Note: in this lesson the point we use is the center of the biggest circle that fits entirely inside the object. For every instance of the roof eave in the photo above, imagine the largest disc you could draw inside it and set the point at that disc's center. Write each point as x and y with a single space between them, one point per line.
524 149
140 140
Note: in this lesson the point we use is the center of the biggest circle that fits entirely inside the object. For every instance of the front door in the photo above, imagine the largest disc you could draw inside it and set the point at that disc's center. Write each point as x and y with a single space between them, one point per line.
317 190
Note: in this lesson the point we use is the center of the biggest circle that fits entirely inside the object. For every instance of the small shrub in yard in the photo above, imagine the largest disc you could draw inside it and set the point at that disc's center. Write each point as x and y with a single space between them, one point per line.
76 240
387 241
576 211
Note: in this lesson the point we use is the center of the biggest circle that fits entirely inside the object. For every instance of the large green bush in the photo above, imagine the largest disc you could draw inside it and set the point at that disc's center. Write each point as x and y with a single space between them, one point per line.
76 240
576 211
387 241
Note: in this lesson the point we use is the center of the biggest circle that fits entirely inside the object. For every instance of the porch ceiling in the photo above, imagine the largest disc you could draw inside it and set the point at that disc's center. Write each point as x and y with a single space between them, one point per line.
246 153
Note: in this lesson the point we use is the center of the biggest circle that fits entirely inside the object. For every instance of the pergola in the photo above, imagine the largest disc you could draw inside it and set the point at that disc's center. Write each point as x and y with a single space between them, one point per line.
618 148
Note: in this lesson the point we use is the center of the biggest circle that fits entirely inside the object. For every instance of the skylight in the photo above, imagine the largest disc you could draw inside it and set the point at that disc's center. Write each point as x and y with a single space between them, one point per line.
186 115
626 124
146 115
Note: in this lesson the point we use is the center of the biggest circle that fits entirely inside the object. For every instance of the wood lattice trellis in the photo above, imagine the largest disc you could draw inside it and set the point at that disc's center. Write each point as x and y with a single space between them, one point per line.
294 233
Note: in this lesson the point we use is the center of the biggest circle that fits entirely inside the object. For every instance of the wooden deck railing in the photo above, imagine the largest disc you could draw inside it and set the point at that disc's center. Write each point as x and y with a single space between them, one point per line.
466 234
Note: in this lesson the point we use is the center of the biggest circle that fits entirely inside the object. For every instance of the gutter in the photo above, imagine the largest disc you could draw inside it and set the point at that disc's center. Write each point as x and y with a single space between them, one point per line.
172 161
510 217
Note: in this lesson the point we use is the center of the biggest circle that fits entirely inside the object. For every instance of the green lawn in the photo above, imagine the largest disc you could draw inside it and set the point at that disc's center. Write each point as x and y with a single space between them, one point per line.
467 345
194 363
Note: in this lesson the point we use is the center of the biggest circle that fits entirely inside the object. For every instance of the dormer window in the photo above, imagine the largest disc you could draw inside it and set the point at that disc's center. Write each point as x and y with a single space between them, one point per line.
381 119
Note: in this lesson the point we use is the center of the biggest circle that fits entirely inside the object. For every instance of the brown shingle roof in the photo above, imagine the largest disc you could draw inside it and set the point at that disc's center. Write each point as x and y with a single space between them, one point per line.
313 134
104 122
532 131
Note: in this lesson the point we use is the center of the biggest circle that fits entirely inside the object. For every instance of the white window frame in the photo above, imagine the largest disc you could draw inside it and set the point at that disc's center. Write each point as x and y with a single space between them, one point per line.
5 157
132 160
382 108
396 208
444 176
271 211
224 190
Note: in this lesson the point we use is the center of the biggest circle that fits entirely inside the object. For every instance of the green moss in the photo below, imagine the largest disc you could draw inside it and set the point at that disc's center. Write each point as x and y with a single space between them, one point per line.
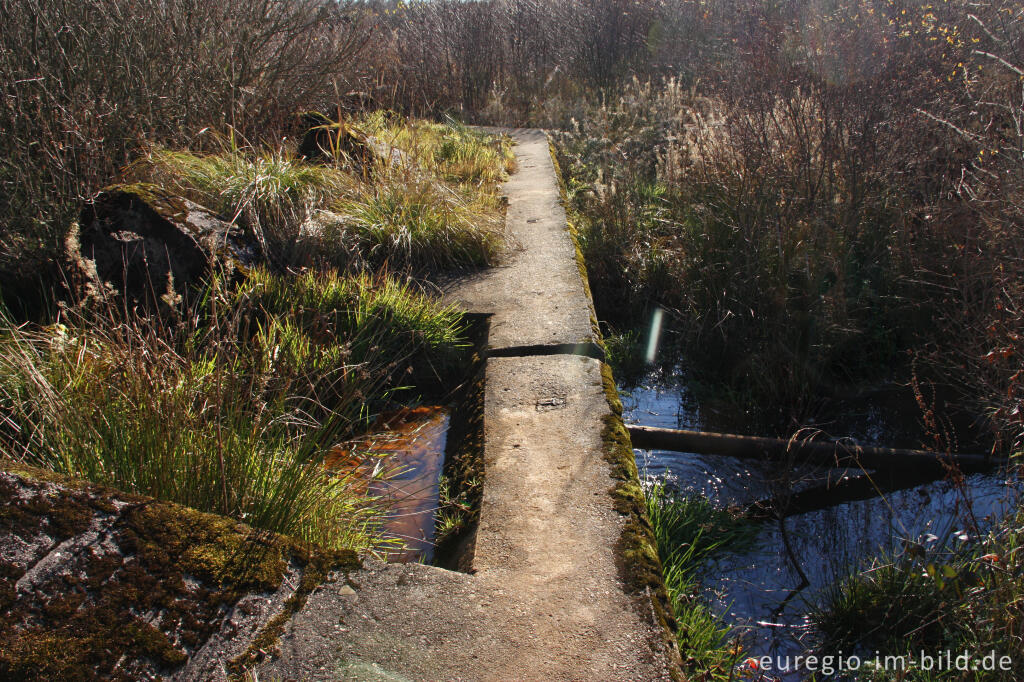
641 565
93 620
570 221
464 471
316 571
--------------------
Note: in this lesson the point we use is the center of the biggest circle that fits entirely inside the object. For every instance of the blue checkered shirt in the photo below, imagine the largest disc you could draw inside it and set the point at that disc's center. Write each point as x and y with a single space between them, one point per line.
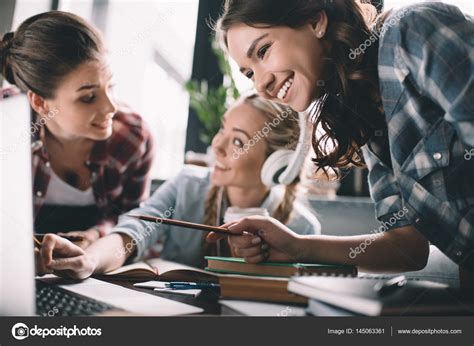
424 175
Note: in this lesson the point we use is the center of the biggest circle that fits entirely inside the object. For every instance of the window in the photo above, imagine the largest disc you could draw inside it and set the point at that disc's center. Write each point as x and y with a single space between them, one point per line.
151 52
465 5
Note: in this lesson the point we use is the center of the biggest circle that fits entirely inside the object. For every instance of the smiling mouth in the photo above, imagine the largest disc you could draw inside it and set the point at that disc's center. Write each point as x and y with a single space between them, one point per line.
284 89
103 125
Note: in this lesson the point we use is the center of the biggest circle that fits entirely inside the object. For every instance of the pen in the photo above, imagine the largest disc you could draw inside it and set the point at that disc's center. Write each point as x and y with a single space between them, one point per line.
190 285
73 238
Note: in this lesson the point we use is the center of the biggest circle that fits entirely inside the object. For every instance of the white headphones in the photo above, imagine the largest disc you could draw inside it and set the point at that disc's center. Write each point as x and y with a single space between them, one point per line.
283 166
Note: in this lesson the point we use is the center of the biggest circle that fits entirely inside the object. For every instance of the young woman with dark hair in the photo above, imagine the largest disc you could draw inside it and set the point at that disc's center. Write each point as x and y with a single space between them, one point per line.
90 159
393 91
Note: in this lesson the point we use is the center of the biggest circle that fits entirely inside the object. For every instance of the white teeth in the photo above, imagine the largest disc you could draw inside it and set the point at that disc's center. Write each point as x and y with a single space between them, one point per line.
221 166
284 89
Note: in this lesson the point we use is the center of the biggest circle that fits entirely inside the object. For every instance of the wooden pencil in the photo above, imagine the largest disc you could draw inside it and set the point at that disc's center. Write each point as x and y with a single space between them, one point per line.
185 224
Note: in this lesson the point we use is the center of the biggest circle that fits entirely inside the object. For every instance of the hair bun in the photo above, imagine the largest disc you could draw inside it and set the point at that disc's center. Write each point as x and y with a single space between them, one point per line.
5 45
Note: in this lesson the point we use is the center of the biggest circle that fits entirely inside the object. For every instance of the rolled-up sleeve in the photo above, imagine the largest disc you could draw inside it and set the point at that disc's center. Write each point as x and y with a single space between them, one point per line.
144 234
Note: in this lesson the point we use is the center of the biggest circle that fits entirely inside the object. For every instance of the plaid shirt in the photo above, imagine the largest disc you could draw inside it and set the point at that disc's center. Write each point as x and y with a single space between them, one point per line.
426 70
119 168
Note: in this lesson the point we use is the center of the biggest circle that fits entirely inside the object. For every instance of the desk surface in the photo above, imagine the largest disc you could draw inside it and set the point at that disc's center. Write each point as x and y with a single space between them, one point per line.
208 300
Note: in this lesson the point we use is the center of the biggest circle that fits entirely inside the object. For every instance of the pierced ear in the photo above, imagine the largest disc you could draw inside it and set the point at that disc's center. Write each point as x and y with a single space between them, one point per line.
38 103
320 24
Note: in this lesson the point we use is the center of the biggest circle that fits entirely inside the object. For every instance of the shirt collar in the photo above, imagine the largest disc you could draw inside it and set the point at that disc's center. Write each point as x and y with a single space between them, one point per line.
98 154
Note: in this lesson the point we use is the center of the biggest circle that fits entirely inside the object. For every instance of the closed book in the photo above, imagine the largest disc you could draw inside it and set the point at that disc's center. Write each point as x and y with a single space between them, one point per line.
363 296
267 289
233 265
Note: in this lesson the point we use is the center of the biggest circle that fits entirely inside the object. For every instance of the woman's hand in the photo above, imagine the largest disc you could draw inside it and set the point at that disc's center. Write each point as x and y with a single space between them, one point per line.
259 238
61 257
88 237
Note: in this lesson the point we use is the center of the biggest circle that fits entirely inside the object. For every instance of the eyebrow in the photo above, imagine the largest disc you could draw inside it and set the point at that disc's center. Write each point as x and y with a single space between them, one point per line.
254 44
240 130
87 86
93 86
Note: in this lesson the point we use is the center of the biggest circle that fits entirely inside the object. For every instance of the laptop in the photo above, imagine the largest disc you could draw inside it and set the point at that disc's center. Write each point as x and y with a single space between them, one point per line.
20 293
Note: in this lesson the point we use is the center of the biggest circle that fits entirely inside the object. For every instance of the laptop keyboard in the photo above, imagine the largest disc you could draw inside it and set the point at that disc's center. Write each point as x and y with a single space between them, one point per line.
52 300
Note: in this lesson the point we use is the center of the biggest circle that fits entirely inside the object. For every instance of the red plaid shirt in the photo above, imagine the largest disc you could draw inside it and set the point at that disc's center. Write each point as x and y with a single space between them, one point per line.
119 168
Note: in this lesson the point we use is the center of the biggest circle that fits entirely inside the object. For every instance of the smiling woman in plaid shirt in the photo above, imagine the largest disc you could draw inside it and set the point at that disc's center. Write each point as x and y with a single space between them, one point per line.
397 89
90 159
--------------------
→ OBJECTIVE
Pick out every line above that contains the word "green". Case counts.

→ SOLUTION FOR THIS TASK
Note: in this lesson the point we use is the center of the biggest circle that fits entirely inside the object. For every instance of the large green bush in the photo above, imagine the largest disc you could draw inside it and set the point at that disc's center. Write each point as x and y with a single space between them, one point per line.
Note: in this lesson the point we use is the center of the biggest circle that fits entirely inside the object. For every instance of the green lawn in the photo above, imagine the largest disc you could draw inside it and set the point at that disc's center. Write each point as x and y with a single space between them, one point per line.
Note: in this lesson the point we use is the center of the biggest circle that fits entirely inside the object. For every instance of the green moss in the photo below, imagine the largest disc you could draw inside it and set the point at that disc's center. Write each point as x and y with a single space between them, one point per line.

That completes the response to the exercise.